== Stated task 1 ==
From the blending code excerpt below, extract the passage that begins at the words "BlendEq alphaEq = BlendEq::ADD;" and stops after the words "value, but subtracting.".
== Stated task 2 ==
Render into French the following comment from the blending code excerpt: "This will subtract by one, effectively inverting the bits."
== Stated task 3 ==
Answer these questions using the blending code excerpt.
(a) What value is alphaEq given when it is first declared?
(b) Which blend equation is assigned to alphaEq in the STENCIL_VALUE_INVERT case?
(c) In the default case of the first switch, which two BlendFactor values are passed as the last two arguments to setFactors?

BlendEq alphaEq = BlendEq::ADD;
if (replaceAlphaWithStencil != REPLACE_ALPHA_NO) {
// Let the fragment shader take care of it.
switch (ReplaceAlphaWithStencilType()) {
case STENCIL_VALUE_INCR_4:
case STENCIL_VALUE_INCR_8:
// We'll add the increment value.
blendState.setFactors(glBlendFuncA, glBlendFuncB, BlendFactor::ONE, BlendFactor::ONE);
break;
case STENCIL_VALUE_DECR_4:
case STENCIL_VALUE_DECR_8:
// Like add with a small value, but subtracting.
blendState.setFactors(glBlendFuncA, glBlendFuncB, BlendFactor::ONE, BlendFactor::ONE);
alphaEq = BlendEq::SUBTRACT;
break;
case STENCIL_VALUE_INVERT:
// This will subtract by one, effectively inverting the bits.
blendState.setFactors(glBlendFuncA, glBlendFuncB, BlendFactor::ONE, BlendFactor::ONE);
alphaEq = BlendEq::REVERSE_SUBTRACT;
break;
default:
blendState.setFactors(glBlendFuncA, glBlendFuncB, BlendFactor::ONE, BlendFactor::ZERO);
break;
}
} else if (gstate.isStencilTestEnabled()) {
switch (ReplaceAlphaWithStencilType()) {
case STENCIL_VALUE_KEEP:
blendState.setFactors(glBlendFuncA, glBlendFuncB, BlendFactor::ZERO, BlendFactor::ONE);
break;
case STENCIL_VALUE_ONE:
// This won't give one but it's our best shot...

== Supplied entries ==
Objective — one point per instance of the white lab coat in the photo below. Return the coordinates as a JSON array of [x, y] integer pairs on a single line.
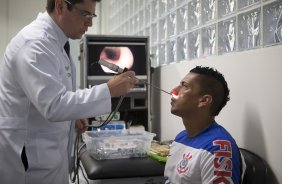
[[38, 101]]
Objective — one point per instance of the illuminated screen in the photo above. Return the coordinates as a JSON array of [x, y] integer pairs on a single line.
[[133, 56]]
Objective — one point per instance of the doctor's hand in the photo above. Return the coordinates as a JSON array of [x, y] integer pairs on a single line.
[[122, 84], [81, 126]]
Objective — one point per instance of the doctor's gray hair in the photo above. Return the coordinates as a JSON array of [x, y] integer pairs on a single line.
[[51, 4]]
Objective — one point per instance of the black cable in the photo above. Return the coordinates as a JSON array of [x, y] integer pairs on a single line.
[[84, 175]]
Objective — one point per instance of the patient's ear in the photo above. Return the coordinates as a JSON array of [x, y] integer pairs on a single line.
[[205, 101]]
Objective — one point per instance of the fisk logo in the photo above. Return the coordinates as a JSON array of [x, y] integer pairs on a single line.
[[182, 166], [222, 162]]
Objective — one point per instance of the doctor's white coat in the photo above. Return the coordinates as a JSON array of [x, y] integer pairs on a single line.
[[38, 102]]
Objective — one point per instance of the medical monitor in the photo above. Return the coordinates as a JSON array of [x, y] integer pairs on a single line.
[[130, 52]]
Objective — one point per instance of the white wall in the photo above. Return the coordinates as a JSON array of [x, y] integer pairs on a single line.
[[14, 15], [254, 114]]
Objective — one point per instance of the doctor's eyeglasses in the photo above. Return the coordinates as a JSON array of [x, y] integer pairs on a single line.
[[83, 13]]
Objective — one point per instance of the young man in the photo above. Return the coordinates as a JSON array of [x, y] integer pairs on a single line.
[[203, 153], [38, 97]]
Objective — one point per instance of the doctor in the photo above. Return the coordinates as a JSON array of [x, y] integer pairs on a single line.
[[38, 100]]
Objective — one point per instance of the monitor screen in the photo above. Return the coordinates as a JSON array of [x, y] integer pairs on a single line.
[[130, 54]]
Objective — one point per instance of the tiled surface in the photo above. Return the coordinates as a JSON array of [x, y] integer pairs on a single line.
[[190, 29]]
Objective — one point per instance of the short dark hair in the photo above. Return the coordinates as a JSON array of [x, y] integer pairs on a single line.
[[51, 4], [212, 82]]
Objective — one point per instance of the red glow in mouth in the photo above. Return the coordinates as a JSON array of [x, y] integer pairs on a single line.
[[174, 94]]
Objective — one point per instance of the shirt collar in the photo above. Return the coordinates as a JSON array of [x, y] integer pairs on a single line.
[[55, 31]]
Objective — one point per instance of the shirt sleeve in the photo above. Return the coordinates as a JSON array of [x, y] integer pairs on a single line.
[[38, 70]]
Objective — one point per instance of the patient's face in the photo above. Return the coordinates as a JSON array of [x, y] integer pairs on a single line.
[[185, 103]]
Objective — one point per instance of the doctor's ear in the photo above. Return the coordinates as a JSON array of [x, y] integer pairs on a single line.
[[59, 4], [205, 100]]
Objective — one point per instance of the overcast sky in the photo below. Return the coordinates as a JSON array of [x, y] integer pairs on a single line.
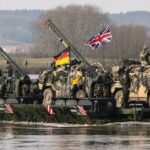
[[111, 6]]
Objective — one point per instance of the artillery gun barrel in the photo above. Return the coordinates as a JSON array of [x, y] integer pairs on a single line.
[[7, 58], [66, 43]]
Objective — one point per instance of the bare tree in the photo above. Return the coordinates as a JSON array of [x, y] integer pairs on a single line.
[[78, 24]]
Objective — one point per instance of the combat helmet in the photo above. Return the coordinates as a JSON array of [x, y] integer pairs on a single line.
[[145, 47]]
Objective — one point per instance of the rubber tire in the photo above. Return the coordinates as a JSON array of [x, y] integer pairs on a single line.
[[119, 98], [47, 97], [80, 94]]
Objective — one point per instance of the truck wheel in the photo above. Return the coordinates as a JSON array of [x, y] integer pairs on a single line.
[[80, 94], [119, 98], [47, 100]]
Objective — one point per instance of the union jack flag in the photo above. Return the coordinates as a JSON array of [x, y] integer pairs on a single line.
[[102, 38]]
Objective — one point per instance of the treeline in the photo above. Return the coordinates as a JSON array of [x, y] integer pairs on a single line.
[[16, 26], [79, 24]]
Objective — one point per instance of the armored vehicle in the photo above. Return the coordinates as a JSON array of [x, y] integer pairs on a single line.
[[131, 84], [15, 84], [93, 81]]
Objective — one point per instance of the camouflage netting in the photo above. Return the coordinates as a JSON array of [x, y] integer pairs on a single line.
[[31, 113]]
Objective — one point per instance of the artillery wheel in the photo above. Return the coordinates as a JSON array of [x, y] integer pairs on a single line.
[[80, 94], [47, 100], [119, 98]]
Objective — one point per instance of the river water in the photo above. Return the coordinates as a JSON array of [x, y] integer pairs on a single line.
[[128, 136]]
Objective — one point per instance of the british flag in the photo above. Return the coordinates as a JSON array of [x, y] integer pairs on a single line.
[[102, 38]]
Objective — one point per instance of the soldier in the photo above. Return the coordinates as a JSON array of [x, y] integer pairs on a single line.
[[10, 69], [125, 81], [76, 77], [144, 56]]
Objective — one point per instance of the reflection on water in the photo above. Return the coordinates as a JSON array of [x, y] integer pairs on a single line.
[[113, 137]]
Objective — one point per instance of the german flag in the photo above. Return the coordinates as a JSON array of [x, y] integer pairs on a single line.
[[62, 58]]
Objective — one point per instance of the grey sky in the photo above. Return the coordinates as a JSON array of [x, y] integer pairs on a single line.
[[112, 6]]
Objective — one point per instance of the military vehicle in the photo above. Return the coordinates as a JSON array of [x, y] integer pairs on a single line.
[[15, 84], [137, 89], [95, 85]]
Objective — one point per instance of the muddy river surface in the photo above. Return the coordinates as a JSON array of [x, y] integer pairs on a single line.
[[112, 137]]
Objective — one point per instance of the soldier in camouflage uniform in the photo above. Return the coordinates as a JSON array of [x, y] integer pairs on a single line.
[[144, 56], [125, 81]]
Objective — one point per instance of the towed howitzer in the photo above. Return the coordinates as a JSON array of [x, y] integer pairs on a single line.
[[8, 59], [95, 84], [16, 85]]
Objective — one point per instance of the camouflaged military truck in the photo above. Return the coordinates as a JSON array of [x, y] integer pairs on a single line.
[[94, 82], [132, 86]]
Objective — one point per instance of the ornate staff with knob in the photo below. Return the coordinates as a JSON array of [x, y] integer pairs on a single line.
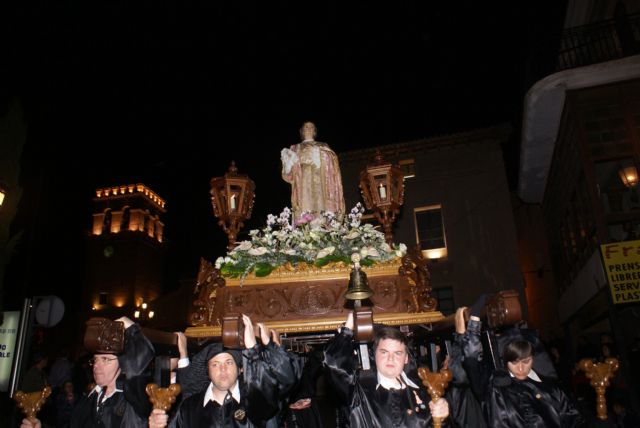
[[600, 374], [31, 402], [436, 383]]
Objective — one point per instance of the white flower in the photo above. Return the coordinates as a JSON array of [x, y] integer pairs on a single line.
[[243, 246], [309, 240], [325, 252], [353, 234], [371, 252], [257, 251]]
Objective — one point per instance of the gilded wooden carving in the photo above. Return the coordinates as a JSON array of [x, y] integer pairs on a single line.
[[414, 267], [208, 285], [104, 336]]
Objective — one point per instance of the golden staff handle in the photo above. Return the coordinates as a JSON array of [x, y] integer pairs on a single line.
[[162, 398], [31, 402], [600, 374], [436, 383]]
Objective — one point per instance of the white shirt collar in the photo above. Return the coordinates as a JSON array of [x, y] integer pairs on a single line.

== Task answer 1 ==
BlendEq alphaEq = BlendEq::ADD;
if (replaceAlphaWithStencil != REPLACE_ALPHA_NO) {
// Let the fragment shader take care of it.
switch (ReplaceAlphaWithStencilType()) {
case STENCIL_VALUE_INCR_4:
case STENCIL_VALUE_INCR_8:
// We'll add the increment value.
blendState.setFactors(glBlendFuncA, glBlendFuncB, BlendFactor::ONE, BlendFactor::ONE);
break;
case STENCIL_VALUE_DECR_4:
case STENCIL_VALUE_DECR_8:
// Like add with a small value, but subtracting.

== Task answer 2 ==
Cela effectuera une soustraction de un, ce qui inverse de fait les bits.

== Task answer 3 ==
(a) BlendEq::ADD
(b) BlendEq::REVERSE_SUBTRACT
(c) BlendFactor::ONE and BlendFactor::ZERO